--- start GIVEN INFORMATION ---

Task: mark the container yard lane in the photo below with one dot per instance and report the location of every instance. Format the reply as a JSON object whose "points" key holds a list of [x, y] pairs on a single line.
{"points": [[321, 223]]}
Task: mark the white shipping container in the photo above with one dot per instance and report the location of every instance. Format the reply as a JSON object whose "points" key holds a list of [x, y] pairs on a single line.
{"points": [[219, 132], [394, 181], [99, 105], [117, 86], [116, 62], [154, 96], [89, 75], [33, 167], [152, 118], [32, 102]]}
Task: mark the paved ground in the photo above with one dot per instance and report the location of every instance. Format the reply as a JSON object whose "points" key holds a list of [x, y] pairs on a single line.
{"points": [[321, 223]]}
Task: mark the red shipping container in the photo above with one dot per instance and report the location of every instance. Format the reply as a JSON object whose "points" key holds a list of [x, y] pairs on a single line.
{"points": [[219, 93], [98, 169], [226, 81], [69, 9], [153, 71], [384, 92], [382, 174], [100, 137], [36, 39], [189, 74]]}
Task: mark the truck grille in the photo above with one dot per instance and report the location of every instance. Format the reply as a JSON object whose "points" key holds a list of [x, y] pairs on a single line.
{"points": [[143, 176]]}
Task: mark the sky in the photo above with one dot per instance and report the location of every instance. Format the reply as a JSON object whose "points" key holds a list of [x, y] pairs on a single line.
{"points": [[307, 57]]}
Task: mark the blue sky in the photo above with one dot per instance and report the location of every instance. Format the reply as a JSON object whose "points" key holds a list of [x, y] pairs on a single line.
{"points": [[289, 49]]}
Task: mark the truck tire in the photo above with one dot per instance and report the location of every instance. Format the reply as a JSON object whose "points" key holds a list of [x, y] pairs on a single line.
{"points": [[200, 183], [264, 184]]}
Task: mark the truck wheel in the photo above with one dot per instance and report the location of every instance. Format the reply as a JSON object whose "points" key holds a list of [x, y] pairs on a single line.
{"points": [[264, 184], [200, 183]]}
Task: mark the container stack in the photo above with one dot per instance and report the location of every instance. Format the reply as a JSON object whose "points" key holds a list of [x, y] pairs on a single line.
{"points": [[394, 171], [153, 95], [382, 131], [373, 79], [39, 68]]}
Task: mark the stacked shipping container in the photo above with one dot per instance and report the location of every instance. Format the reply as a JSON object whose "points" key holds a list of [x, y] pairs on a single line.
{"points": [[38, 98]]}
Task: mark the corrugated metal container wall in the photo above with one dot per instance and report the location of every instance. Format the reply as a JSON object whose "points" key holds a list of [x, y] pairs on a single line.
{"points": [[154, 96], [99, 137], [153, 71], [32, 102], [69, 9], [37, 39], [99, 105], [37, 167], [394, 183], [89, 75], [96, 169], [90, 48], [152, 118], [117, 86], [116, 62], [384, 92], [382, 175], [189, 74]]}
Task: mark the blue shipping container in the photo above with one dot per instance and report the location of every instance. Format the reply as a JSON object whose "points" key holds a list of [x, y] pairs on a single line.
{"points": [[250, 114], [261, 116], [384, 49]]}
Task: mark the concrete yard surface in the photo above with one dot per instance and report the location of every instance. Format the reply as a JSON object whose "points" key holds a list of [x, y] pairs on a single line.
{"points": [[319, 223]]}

--- end GIVEN INFORMATION ---

**DIRECTIVE**
From the data above, extract every line in its exact form.

**RESPONSE BELOW**
Task: mark the container yard lane in the photo below with one dot per instance and report the location of every instance. Format the reply as a JSON object whose "points" key holds a list of [x, y] pairs on a single line.
{"points": [[321, 223]]}
Task: mark the white shipping container in the photo above with one dot per instance and report the location of every instance. Format the reply as a JSON object whose "points" key holds a list of [x, y] pairs on a single line.
{"points": [[219, 132], [394, 181], [99, 105], [117, 86], [116, 62], [154, 96], [89, 75], [33, 167], [152, 118], [32, 102]]}
Task: mark the paved ground in the photo above with one dot per instance and report the location of every instance. Format the reply as a JSON object whose "points" key holds a list of [x, y] pairs on a single line.
{"points": [[321, 223]]}
Task: mark the red shipping container in the photo above with one dot per instance and report the location of every instance. Format the reply as a JSON object whose "points" key holds a list of [x, y] pairs on a single line.
{"points": [[219, 93], [98, 169], [226, 81], [69, 9], [153, 71], [384, 92], [382, 174], [100, 137], [36, 39], [189, 74]]}
Task: mark the truck grille in the photo above with one dot per instance and report the location of every instance. Format the reply as a JSON object whose "points" key holds a list of [x, y] pairs on a single line.
{"points": [[143, 176]]}
Task: mark the sky in the photo above with one dot per instance and report the location of every instance. Format the reply as a JSON object whose "points" key holds a list of [x, y] pairs on a single line.
{"points": [[307, 57]]}
Task: mark the blue sky in the photo above with one dot per instance and report the location of every instance. Format the reply as a JSON object whose "points" key holds a list of [x, y] pairs on a single line.
{"points": [[289, 49]]}
Task: mark the truck tire in the photo above with one dot per instance and report the location of every instance. Format the reply as a JSON object whose "points" key holds a list of [x, y] pairs on a single line.
{"points": [[200, 183], [264, 184]]}
Task: mark the truck wheel in the photo above with one dot per instance and report the location of every instance. Format the reply as a JSON object whose "points" key holds a list of [x, y] pairs on a single line.
{"points": [[264, 184], [200, 183]]}
Task: mark the container stack in the photo above with one dot per instance and report the location of every instance. Format the reply as a JSON object whose "points" key holds a list of [x, y] pairs on a single line.
{"points": [[394, 171], [153, 95], [382, 131], [373, 79], [39, 68]]}
Task: mark the stacked shipping container in the photo above with one dot per instance and report the location of every instance. Format the reply as a JSON object whose "points" key holds a list of [x, y] pairs on a single line.
{"points": [[38, 98]]}
Task: mark the corrugated metal container wall in the photo above with one dot per instance and report the location of every instance. Format the reply as a JSON object whose "points" key holds a list of [x, y] pairs on a single line.
{"points": [[154, 96], [99, 137], [153, 71], [32, 102], [69, 9], [37, 39], [99, 105], [37, 167], [394, 183], [89, 75], [96, 169], [90, 48], [152, 118], [117, 86], [116, 62], [384, 92], [382, 175], [189, 74]]}
Task: mark the blue shipping container in the photo above with one dot per instance and report the location of every instance. Format the reply as a JSON object whose "points" key holds a list of [x, y] pairs on a single line.
{"points": [[250, 114], [261, 116], [384, 49]]}
Task: mark the concrete yard surface in the photo above with one dot per instance and report the location of every instance. Format the reply as a JSON object whose "points" key holds a list of [x, y] pairs on a single line.
{"points": [[319, 223]]}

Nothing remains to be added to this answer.